INPUT FOR THIS TASK:
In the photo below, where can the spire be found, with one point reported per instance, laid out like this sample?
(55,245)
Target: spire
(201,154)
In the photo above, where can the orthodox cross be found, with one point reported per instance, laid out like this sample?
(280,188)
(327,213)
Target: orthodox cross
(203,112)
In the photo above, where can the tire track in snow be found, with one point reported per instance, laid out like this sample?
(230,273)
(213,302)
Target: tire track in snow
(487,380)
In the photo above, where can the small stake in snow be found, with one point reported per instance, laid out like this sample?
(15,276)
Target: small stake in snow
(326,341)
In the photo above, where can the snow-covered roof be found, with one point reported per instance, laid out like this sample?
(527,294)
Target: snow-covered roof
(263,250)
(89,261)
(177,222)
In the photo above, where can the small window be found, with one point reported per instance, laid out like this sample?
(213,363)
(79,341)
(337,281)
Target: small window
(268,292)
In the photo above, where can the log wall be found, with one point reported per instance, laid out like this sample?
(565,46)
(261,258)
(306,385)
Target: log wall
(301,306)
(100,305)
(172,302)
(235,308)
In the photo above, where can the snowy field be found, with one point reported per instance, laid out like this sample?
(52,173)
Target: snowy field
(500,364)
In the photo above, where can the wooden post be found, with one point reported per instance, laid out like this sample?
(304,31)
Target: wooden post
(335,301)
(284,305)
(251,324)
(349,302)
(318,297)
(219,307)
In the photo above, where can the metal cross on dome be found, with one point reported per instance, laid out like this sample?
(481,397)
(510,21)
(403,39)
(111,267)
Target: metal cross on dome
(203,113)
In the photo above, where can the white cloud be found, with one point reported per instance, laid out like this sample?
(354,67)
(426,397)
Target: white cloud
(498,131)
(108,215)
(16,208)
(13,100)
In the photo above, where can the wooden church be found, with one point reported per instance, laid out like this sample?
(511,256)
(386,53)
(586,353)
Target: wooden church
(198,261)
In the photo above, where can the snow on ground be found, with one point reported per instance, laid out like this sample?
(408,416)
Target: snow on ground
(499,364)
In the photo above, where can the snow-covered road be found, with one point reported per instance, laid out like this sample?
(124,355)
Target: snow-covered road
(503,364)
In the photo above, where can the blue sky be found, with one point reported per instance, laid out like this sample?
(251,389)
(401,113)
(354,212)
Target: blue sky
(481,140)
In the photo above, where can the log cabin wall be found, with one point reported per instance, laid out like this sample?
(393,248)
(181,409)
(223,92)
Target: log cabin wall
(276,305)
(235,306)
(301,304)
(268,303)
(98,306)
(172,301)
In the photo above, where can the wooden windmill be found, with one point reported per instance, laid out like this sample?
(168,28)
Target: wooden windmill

PROBLEM TO WORK ON: Repeat each of the entries above precisely as given.

SOLUTION TO THIS TASK:
In the photo below, where can the spire be found, with one point reported per instance, laid out like this sample?
(55,245)
Target: spire
(201,154)
In the photo above, where can the orthodox cross be found, with one point reported per instance, laid out like this sample?
(280,188)
(327,213)
Target: orthodox cross
(203,112)
In the photo above, where can the tire track in snow be found, with one point reported per instance, laid out like this sample?
(230,273)
(213,302)
Target: tire track in snow
(487,380)
In the photo above, where can the small stake in snow be found, with one point reported per instance, laid out like this sample?
(15,276)
Target: small stake in snow
(326,341)
In the photo above, where can the snow-covered roof be found, with one point reported per instance, laid out like this sample?
(527,294)
Target: snow-covered roof
(263,250)
(89,261)
(177,222)
In the photo above, where can the small window be found, with one point reported per instance, laid out like this sample?
(213,363)
(79,341)
(337,281)
Target: small window
(268,292)
In the photo above, where can the log wall be found, with one point reported per instance, laid out like this sample?
(565,46)
(261,258)
(306,385)
Target: log wall
(301,306)
(100,305)
(172,302)
(235,308)
In the photo above, where can the snowy field be found, with one point reported per instance, laid out like this sample?
(52,173)
Target: snowy field
(500,364)
In the photo above, where can the wooden post be found, with one point reported per instance, laid out like this sample?
(304,31)
Target: wooden post
(335,301)
(284,305)
(251,324)
(349,302)
(318,297)
(219,307)
In the photo above, where can the metal cross on dome be found, with one point reported per instance, laid out like this sample?
(481,397)
(510,21)
(403,39)
(111,267)
Target: metal cross on dome
(203,113)
In the photo above, where can the white cloud be found, with one point reported per instance, laid out like this sample?
(354,67)
(426,397)
Target: white cloud
(498,131)
(108,215)
(16,208)
(13,100)
In the photo above, where can the wooden church be found, with one point reported per instance, laid out like this sample?
(511,256)
(386,53)
(586,353)
Target: wooden church
(198,261)
In the photo above, where can the snow on ground be found, with one point reported per instance, laid out like this sample?
(408,416)
Target: snow on ground
(499,364)
In the photo above, where can the snow-covered road be found, with one point reported per instance, laid out like this sample?
(124,355)
Target: snow-covered road
(503,364)
In the photo above, where can the blue sky be found, with one point reported per instance, laid out like this sample?
(251,389)
(401,113)
(354,212)
Target: blue sky
(481,140)
In the photo above, where can the log cabin wall be found, with one point reported per instance, laid out like this sample?
(393,248)
(181,409)
(223,92)
Target: log cabin wall
(276,305)
(235,306)
(301,304)
(268,303)
(98,306)
(172,301)
In the photo above, where can the wooden windmill be found, with one point reported per instance, laid out like this sample?
(168,28)
Target: wooden windmill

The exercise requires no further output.